DATA EXTRACT
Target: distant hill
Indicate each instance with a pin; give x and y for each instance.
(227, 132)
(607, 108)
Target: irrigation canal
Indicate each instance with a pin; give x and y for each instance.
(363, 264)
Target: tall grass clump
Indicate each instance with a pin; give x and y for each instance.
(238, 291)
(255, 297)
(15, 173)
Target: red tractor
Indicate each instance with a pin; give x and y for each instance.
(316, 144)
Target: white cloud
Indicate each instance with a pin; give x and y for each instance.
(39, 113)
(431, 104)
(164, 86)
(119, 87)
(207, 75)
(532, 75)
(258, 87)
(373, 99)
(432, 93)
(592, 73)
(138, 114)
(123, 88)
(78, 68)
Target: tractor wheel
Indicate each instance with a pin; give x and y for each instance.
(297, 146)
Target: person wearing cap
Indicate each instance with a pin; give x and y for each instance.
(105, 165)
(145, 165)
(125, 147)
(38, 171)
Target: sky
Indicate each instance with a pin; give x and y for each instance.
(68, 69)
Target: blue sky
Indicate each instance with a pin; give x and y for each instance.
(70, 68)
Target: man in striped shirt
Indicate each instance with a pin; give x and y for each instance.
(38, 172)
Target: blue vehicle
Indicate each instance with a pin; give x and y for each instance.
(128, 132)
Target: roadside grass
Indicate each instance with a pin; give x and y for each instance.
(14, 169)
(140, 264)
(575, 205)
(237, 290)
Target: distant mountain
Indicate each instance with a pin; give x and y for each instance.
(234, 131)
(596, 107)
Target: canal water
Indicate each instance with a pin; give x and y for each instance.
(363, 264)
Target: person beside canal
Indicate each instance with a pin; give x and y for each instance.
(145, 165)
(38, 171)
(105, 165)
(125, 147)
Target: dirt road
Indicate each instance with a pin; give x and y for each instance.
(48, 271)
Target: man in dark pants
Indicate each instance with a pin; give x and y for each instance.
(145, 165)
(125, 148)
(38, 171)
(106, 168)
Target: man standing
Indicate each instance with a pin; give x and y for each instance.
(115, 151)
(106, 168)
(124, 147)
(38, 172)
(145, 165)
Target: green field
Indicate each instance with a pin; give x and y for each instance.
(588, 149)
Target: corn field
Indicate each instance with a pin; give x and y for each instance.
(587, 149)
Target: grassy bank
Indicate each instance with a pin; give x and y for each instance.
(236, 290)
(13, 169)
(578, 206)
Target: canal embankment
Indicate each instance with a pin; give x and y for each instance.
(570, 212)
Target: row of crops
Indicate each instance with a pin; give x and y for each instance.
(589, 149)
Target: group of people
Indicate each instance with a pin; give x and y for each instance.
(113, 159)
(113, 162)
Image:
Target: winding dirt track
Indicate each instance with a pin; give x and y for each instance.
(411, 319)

WORK INSTRUCTIONS
Please rewrite the items above, changing "pin" to "marker" wherever it occurs and leaving everything else untouched.

EXERCISE OUTPUT
Target: distant hill
Indicate each instance with a marker; give x and y for each instance.
(227, 132)
(607, 108)
Target: irrigation canal
Indicate each instance with a marker; give x and y for each instance.
(363, 264)
Target: tall grass clump
Indicate each instance with a marker; give x and y for each instance.
(238, 291)
(255, 297)
(15, 173)
Target: red tractor
Indicate each instance with a marker; give x and y for each instance.
(316, 144)
Target: white cloud
Indicate each instance with a marker; give x and y for each instance.
(39, 113)
(431, 104)
(164, 86)
(119, 87)
(207, 75)
(532, 75)
(258, 87)
(373, 99)
(432, 93)
(592, 73)
(138, 114)
(123, 88)
(78, 68)
Target: tractor wheel
Indicate each instance with a marker; give x and y for each instance.
(297, 146)
Target: person wearing cap
Indicate each instance with a marker; give x and y for each instance.
(105, 165)
(145, 165)
(125, 147)
(38, 171)
Target: sky
Indicate each instance with a marker; give x and y for each instance.
(68, 69)
Target: blue sky
Indicate each instance with a marker; give x and y for each instance.
(70, 68)
Target: man in striped shirt
Indicate each instance with a marker; give x and y for each instance.
(38, 172)
Target: blue vehicle
Indicate each instance with a marker; give x and y for each instance.
(128, 132)
Target: roadside grass
Indicate each instance with a marker; give x and y for each instance.
(14, 169)
(140, 264)
(575, 205)
(237, 290)
Target: distant mountain
Indicate each instance with a marker; give x and y for each instance.
(234, 131)
(596, 107)
Target: canal water
Indicate each instance with a marker; give x and y for each instance.
(363, 264)
Target: person beside canal
Indicate each instance with a marker; give x and y for each instance.
(145, 165)
(38, 171)
(105, 165)
(125, 147)
Target: dirt road
Indicate each instance with a marker; give x and y for each instance.
(48, 271)
Target: man in dark pants
Indicate each instance with a marker; give x and y for each instance.
(145, 165)
(125, 148)
(38, 171)
(106, 168)
Target: man standing
Indicate each instance with a marker; give x and y for each instance.
(115, 151)
(106, 168)
(124, 147)
(38, 172)
(145, 165)
Target: green field
Indicate each instance with a marker; give x and y for each instance.
(588, 149)
Target: corn field
Indicate each instance with a marker; give x and y for each instance.
(587, 149)
Target: grassy bank
Indicate each instance with a marker; give x and y for each instance.
(236, 290)
(13, 169)
(578, 206)
Target: canal embankment
Indicate each instance with a marker; give x and y for each instance.
(570, 212)
Target: row of crops
Indicate each instance with a marker; give x and y for each instance.
(589, 149)
Target: group of people
Indicate each instance with a marker; give x and y for each instance.
(113, 159)
(113, 162)
Image:
Target: winding dirt track
Indicate each instance with a marker; give x and y for each instance.
(411, 319)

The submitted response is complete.